### Short task:
Copy out all of the data below line for line, leaving out the pictures.

#### Supplied data

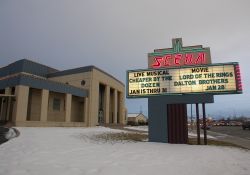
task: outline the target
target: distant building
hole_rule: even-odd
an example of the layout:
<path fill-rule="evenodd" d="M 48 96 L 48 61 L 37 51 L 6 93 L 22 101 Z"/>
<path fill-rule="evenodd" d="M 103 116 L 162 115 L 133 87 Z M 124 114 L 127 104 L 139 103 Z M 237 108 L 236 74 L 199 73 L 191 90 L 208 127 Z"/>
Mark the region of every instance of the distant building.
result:
<path fill-rule="evenodd" d="M 0 120 L 16 126 L 125 124 L 125 86 L 95 66 L 59 71 L 19 60 L 0 68 Z"/>
<path fill-rule="evenodd" d="M 127 116 L 127 122 L 133 122 L 135 124 L 139 123 L 146 123 L 148 118 L 143 115 L 142 113 L 137 113 L 137 114 L 128 114 Z"/>

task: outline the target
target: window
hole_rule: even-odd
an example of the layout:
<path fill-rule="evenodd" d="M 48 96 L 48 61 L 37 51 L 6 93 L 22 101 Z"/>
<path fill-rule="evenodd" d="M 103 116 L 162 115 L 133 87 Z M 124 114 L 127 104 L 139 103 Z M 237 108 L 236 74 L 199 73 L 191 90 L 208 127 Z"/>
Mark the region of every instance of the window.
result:
<path fill-rule="evenodd" d="M 60 111 L 60 106 L 61 106 L 61 100 L 59 98 L 54 98 L 53 99 L 53 110 Z"/>
<path fill-rule="evenodd" d="M 85 80 L 82 80 L 82 81 L 81 81 L 81 85 L 82 85 L 82 86 L 84 86 L 85 83 L 86 83 Z"/>

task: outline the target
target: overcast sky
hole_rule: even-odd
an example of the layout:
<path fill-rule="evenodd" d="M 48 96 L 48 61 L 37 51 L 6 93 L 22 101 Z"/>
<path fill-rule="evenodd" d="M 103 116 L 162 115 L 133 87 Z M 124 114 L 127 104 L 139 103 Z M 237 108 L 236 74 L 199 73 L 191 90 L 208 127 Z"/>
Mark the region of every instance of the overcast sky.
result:
<path fill-rule="evenodd" d="M 210 47 L 212 62 L 239 62 L 242 95 L 218 95 L 210 115 L 250 116 L 249 0 L 0 0 L 0 67 L 22 58 L 63 70 L 95 65 L 125 83 L 147 53 Z M 147 113 L 146 99 L 126 100 Z"/>

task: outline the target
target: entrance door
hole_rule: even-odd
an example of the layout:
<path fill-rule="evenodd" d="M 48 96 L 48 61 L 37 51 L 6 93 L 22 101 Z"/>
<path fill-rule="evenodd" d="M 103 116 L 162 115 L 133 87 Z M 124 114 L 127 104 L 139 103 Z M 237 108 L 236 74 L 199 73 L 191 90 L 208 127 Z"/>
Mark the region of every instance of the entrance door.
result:
<path fill-rule="evenodd" d="M 188 141 L 187 105 L 168 104 L 167 118 L 168 142 L 186 144 Z"/>

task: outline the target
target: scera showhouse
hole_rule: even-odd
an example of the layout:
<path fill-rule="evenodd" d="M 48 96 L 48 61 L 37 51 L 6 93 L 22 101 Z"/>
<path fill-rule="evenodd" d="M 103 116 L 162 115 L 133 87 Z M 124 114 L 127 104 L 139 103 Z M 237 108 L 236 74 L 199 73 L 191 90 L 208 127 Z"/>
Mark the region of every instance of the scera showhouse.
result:
<path fill-rule="evenodd" d="M 186 54 L 168 54 L 164 56 L 155 56 L 152 67 L 172 67 L 180 65 L 199 65 L 206 64 L 206 54 L 204 52 L 186 53 Z"/>

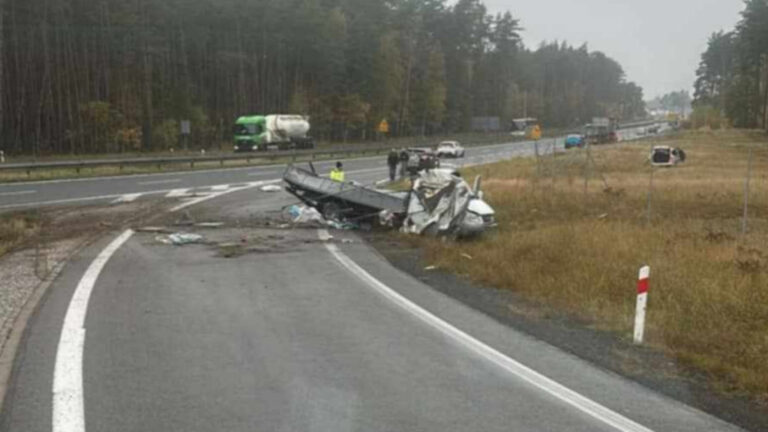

########

### Exercise solution:
task: outline the target
target: distant building
hole_rule: even-odd
an example of the layout:
<path fill-rule="evenodd" d="M 48 96 L 48 61 L 37 51 L 6 93 L 22 101 Z"/>
<path fill-rule="evenodd" d="M 103 116 L 162 115 L 133 87 Z M 124 114 L 127 104 L 139 103 Z M 237 108 L 236 74 L 199 73 L 191 90 L 208 127 Z"/>
Mark the region of every instance of the distant building.
result:
<path fill-rule="evenodd" d="M 0 120 L 16 126 L 125 124 L 125 86 L 95 66 L 59 71 L 19 60 L 0 68 Z"/>
<path fill-rule="evenodd" d="M 127 116 L 127 122 L 133 122 L 135 124 L 139 123 L 146 123 L 148 118 L 143 115 L 142 113 L 137 113 L 137 114 L 128 114 Z"/>

task: outline the target
target: window
hole_rule: even-odd
an example of the layout:
<path fill-rule="evenodd" d="M 48 96 L 48 61 L 37 51 L 6 93 L 22 101 Z"/>
<path fill-rule="evenodd" d="M 103 116 L 162 115 L 133 87 Z M 124 114 L 127 104 L 139 103 Z M 237 108 L 236 74 L 199 73 L 191 90 L 208 127 Z"/>
Mark the region of every instance of the window.
result:
<path fill-rule="evenodd" d="M 60 111 L 60 106 L 61 106 L 61 100 L 59 98 L 54 98 L 53 99 L 53 110 Z"/>
<path fill-rule="evenodd" d="M 85 80 L 82 80 L 82 81 L 81 81 L 81 85 L 82 85 L 82 86 L 84 86 L 85 83 L 86 83 Z"/>

task: outline the target
target: overcast sky
hole_rule: even-odd
an example of the layout:
<path fill-rule="evenodd" d="M 48 96 L 48 61 L 37 51 L 6 93 L 22 101 Z"/>
<path fill-rule="evenodd" d="M 103 116 L 162 115 L 133 87 Z M 124 114 L 127 104 L 139 103 Z M 237 108 L 236 74 L 199 73 L 191 90 L 208 127 Z"/>
Mark the region of every instance of the overcast sky.
result:
<path fill-rule="evenodd" d="M 210 47 L 212 62 L 239 62 L 242 95 L 218 95 L 210 115 L 250 116 L 249 0 L 0 0 L 0 67 L 22 58 L 63 70 L 95 65 L 125 83 L 147 53 Z M 147 113 L 146 99 L 126 100 Z"/>

task: outline the target
target: entrance door
hole_rule: even-odd
an example of the layout:
<path fill-rule="evenodd" d="M 48 96 L 48 61 L 37 51 L 6 93 L 22 101 Z"/>
<path fill-rule="evenodd" d="M 103 116 L 162 115 L 133 87 Z M 124 114 L 127 104 L 139 103 Z M 237 108 L 236 74 L 199 73 L 191 90 L 208 127 Z"/>
Mark the region of every instance of the entrance door.
result:
<path fill-rule="evenodd" d="M 188 141 L 187 105 L 168 104 L 167 118 L 168 142 L 186 144 Z"/>

task: outline the target
target: scera showhouse
hole_rule: even-odd
an example of the layout:
<path fill-rule="evenodd" d="M 48 96 L 48 61 L 37 51 L 6 93 L 22 101 Z"/>
<path fill-rule="evenodd" d="M 103 116 L 162 115 L 133 87 Z M 124 114 L 127 104 L 139 103 Z M 237 108 L 236 74 L 199 73 L 191 90 L 208 127 Z"/>
Mark the region of every instance of the scera showhouse.
result:
<path fill-rule="evenodd" d="M 186 54 L 168 54 L 164 56 L 155 56 L 152 67 L 172 67 L 180 65 L 199 65 L 206 64 L 206 54 L 204 52 L 186 53 Z"/>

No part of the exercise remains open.